Copy the data from the line containing "Return the outline of every instance of the dark" through the end of the data, renaming "top-left corner" to "upper-left corner" and changing nothing else.

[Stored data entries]
* START *
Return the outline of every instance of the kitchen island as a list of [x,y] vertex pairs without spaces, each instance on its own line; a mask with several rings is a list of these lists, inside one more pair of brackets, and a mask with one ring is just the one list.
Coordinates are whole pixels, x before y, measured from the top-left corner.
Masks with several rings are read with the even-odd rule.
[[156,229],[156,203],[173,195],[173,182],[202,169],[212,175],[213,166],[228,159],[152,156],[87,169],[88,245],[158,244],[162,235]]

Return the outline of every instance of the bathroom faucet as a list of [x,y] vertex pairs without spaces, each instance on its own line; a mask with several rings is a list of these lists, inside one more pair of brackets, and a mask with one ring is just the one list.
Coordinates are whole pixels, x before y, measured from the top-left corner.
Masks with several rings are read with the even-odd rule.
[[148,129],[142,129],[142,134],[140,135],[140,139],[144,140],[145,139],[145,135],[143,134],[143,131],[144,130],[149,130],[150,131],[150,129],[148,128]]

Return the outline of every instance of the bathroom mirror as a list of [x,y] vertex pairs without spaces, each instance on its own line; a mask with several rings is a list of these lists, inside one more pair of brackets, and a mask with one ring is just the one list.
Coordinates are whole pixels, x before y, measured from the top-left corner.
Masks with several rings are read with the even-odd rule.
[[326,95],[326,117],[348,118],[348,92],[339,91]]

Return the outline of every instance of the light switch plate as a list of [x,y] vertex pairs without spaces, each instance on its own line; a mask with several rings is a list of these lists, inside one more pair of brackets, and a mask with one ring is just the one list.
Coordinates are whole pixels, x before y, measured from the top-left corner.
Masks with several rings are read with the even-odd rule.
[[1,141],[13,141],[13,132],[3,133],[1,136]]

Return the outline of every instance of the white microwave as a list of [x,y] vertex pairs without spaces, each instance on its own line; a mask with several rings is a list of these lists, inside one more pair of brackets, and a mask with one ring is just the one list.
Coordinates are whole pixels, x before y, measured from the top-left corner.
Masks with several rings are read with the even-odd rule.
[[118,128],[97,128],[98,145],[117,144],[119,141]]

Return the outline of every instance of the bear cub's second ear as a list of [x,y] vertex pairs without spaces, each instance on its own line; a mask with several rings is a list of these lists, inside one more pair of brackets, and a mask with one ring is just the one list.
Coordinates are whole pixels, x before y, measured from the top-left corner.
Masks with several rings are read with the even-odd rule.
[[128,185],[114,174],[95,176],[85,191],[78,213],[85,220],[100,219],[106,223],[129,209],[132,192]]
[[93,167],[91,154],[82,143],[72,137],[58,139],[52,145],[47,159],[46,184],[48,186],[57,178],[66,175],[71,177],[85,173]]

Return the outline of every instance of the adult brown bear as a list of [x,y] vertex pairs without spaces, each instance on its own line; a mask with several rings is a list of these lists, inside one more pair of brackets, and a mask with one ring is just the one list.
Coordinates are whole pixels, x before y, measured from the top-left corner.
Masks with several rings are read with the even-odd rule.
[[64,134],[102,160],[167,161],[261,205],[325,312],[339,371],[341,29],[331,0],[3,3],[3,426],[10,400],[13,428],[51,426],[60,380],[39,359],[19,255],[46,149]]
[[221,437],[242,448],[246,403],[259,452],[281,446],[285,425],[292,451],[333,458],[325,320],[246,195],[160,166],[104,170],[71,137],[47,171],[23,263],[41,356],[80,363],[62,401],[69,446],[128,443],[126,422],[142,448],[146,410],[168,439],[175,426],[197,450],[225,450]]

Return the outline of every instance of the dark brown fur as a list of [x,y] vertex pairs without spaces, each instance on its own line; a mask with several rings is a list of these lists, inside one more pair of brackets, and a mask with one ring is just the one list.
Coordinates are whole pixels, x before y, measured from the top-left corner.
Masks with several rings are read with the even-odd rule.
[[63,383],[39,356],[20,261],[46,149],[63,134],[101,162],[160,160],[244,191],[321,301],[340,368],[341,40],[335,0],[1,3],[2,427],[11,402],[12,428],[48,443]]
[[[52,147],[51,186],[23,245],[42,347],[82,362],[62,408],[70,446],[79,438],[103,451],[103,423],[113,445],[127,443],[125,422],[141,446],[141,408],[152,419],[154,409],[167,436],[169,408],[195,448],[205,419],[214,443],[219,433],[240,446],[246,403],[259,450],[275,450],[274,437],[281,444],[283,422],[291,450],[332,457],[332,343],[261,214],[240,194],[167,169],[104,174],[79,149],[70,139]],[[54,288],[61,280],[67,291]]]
* END *
- _COMPLETED TASK_:
Return the outline of every instance of the dark brown fur as a list of [x,y] vertex pairs without spaces, each instance on its own line; a mask with several rings is a list of these lists, inside one more pair of brackets, and a mask with one ring is just the one list.
Coordinates are whole pixels, x before y, measured from the upper-left corner.
Masks with several rings are read with the even-odd rule.
[[63,383],[39,356],[20,261],[46,149],[63,134],[101,162],[160,160],[244,191],[321,301],[340,368],[341,40],[335,0],[1,3],[2,427],[11,402],[12,428],[48,443]]
[[[52,147],[51,186],[23,245],[42,347],[82,362],[62,408],[70,446],[79,438],[103,451],[103,423],[113,445],[127,443],[125,422],[141,446],[141,408],[152,419],[154,409],[167,436],[169,408],[195,448],[205,419],[214,443],[219,433],[240,446],[246,403],[259,450],[275,450],[274,437],[281,444],[283,422],[291,450],[332,457],[332,343],[261,214],[240,194],[167,169],[104,174],[79,149],[70,139]],[[54,288],[61,280],[67,291]]]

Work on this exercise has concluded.